RECORDS FOR THIS TASK

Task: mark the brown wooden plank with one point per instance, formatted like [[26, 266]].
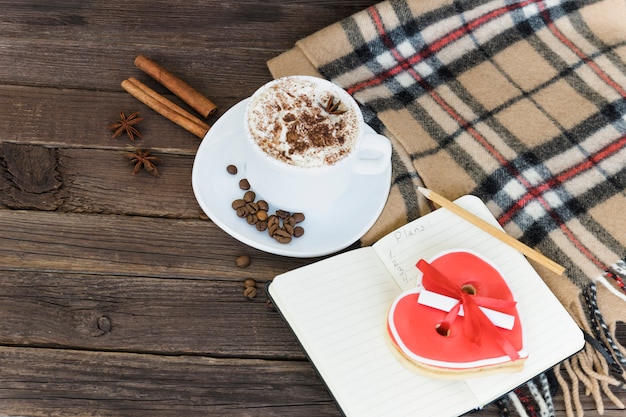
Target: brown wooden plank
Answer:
[[51, 382], [125, 245], [138, 314], [93, 45]]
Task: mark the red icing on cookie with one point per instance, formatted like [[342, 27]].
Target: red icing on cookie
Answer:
[[460, 342]]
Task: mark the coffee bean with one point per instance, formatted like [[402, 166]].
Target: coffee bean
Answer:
[[252, 207], [244, 184], [238, 203], [261, 214], [249, 196], [249, 293], [281, 225]]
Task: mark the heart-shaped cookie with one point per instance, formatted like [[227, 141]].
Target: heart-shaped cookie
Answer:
[[459, 339]]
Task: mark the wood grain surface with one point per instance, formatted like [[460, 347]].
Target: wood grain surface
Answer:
[[117, 296]]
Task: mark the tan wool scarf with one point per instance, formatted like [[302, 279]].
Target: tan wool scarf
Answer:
[[523, 104]]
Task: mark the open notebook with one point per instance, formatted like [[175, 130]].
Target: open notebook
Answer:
[[337, 308]]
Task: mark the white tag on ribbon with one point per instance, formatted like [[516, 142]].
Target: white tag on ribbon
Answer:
[[445, 303]]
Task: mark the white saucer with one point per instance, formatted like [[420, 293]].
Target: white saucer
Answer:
[[326, 231]]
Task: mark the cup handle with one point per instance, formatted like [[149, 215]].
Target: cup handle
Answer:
[[374, 154]]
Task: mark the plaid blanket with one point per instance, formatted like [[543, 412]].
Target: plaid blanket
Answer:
[[521, 103]]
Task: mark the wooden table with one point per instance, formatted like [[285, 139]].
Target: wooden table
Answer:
[[117, 298]]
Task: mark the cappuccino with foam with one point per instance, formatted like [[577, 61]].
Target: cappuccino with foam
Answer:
[[301, 122]]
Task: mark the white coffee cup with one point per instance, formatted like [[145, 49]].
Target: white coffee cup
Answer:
[[298, 178]]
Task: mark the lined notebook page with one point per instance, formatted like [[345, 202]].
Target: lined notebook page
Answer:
[[337, 309], [550, 334]]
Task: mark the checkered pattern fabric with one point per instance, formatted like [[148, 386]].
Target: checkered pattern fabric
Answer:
[[521, 103]]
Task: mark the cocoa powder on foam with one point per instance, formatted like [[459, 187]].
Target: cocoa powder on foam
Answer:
[[289, 123]]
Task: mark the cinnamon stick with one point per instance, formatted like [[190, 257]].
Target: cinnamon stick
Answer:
[[188, 94], [165, 107]]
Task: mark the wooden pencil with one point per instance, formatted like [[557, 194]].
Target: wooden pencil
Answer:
[[492, 230]]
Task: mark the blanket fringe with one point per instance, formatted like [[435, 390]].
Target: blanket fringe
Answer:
[[600, 366]]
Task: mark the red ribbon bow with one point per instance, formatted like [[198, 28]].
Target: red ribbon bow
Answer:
[[476, 325]]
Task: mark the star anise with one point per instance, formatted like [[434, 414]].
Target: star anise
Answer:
[[332, 107], [143, 159], [126, 124]]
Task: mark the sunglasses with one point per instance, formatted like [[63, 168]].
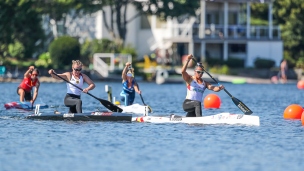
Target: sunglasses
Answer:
[[77, 69], [199, 72]]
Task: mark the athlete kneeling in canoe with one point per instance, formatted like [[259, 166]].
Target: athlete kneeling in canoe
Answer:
[[129, 85], [195, 89], [29, 81], [73, 96]]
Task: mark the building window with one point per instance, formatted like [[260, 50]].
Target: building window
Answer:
[[145, 22]]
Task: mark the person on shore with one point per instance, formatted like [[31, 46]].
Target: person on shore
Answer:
[[195, 89], [282, 73], [129, 85], [30, 80], [73, 96]]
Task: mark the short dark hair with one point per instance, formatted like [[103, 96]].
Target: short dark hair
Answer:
[[35, 70]]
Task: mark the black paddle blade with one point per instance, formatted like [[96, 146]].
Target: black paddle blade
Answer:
[[110, 106], [241, 106]]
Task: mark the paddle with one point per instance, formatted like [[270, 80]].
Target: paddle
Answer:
[[142, 99], [236, 101], [106, 103]]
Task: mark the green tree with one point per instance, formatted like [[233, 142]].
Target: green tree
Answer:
[[19, 22], [63, 50]]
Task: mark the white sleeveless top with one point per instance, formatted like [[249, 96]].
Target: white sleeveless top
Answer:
[[195, 91], [72, 89]]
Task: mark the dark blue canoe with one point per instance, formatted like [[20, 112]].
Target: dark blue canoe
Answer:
[[93, 116]]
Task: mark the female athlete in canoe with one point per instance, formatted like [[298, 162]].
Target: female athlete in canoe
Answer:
[[73, 96], [30, 80], [129, 85], [195, 89]]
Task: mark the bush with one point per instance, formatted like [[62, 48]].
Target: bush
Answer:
[[63, 50], [44, 60], [263, 63]]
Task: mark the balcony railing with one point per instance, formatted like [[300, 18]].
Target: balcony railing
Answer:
[[213, 31]]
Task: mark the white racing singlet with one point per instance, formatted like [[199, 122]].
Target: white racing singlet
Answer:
[[195, 91], [72, 89]]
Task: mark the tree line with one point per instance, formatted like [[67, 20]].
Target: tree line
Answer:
[[23, 37]]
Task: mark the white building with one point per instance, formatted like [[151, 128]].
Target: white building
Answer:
[[220, 30]]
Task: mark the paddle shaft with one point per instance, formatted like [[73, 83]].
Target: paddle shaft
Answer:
[[142, 99], [106, 103], [236, 101], [75, 86]]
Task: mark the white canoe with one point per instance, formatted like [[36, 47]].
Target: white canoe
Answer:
[[221, 118], [135, 109]]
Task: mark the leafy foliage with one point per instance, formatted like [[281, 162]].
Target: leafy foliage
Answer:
[[264, 63], [63, 50]]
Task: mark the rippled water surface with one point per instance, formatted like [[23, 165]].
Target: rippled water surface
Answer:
[[31, 145]]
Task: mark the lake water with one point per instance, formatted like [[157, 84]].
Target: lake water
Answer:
[[33, 145]]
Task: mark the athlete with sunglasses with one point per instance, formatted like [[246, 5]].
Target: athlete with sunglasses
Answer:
[[129, 85], [30, 80], [73, 96], [195, 89]]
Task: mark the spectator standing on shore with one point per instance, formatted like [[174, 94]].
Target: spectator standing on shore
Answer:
[[29, 81]]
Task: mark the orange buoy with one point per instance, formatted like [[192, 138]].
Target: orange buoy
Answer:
[[212, 101], [302, 118], [300, 84], [293, 111]]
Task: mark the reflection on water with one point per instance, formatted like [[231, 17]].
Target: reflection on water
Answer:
[[65, 145]]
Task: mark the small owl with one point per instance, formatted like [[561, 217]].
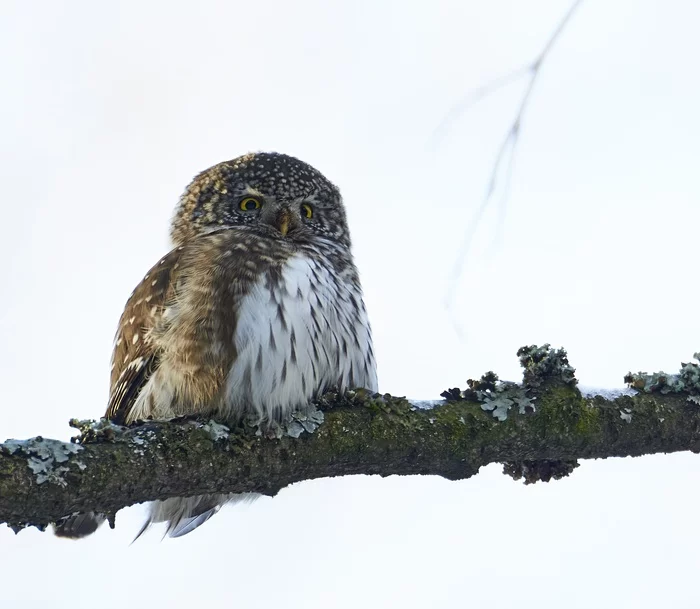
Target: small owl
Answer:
[[257, 309]]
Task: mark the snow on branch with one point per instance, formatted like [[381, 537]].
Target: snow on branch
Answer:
[[538, 429]]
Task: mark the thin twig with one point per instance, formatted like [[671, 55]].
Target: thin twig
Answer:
[[506, 152]]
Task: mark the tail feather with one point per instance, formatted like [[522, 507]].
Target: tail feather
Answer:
[[78, 526], [185, 514]]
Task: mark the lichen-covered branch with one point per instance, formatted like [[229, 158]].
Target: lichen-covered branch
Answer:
[[538, 429]]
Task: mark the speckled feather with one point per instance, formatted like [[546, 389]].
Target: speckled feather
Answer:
[[240, 317]]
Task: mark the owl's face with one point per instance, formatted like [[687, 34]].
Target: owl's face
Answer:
[[273, 194]]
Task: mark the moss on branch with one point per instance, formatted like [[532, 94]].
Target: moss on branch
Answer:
[[538, 429]]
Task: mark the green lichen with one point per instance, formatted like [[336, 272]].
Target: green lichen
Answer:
[[544, 363], [686, 381]]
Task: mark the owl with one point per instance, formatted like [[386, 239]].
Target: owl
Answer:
[[257, 309]]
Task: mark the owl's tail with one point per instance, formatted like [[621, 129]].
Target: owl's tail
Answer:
[[78, 526], [185, 514]]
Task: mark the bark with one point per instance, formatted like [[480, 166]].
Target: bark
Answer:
[[541, 437]]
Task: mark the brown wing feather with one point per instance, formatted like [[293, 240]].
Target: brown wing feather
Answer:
[[135, 357]]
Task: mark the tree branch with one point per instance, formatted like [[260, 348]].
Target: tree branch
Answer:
[[541, 426]]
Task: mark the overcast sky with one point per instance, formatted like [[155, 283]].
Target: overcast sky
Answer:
[[109, 109]]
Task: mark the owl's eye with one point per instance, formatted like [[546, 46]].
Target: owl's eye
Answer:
[[250, 204]]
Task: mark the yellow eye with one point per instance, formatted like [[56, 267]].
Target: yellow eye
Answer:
[[250, 204]]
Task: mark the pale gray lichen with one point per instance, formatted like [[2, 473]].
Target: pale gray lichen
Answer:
[[626, 415], [503, 397], [425, 404], [608, 394], [44, 455], [686, 381], [495, 396]]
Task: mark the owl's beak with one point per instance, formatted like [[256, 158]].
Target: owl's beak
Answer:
[[283, 222]]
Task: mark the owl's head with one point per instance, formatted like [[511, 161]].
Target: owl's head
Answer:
[[273, 194]]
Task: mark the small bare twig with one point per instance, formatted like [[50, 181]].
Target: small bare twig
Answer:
[[506, 153]]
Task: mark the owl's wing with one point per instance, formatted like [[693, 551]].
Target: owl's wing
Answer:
[[135, 356]]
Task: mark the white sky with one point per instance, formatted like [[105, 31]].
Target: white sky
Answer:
[[109, 109]]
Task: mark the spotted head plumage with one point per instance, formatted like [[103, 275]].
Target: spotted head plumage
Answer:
[[276, 183], [257, 309]]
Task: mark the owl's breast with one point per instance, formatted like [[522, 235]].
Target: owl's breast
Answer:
[[301, 329]]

DO THIS
Repeat the items between the line containing "Task: mark the leafy" and the line containing "[[33, 145]]", inclusive, reproducing each line verbatim.

ANSWER TO THIS PROBLEM
Task: mark the leafy foliage with one point per instance, formatted like [[281, 162]].
Target: leafy foliage
Answer:
[[264, 63], [63, 50]]
Task: mark the rippled water surface with one point per instance, formatted like [[23, 165]].
Target: rippled water surface
Answer:
[[31, 145]]
Task: mark the lake water with one point per instance, formatted like [[157, 84]].
Target: lake water
Answer:
[[33, 145]]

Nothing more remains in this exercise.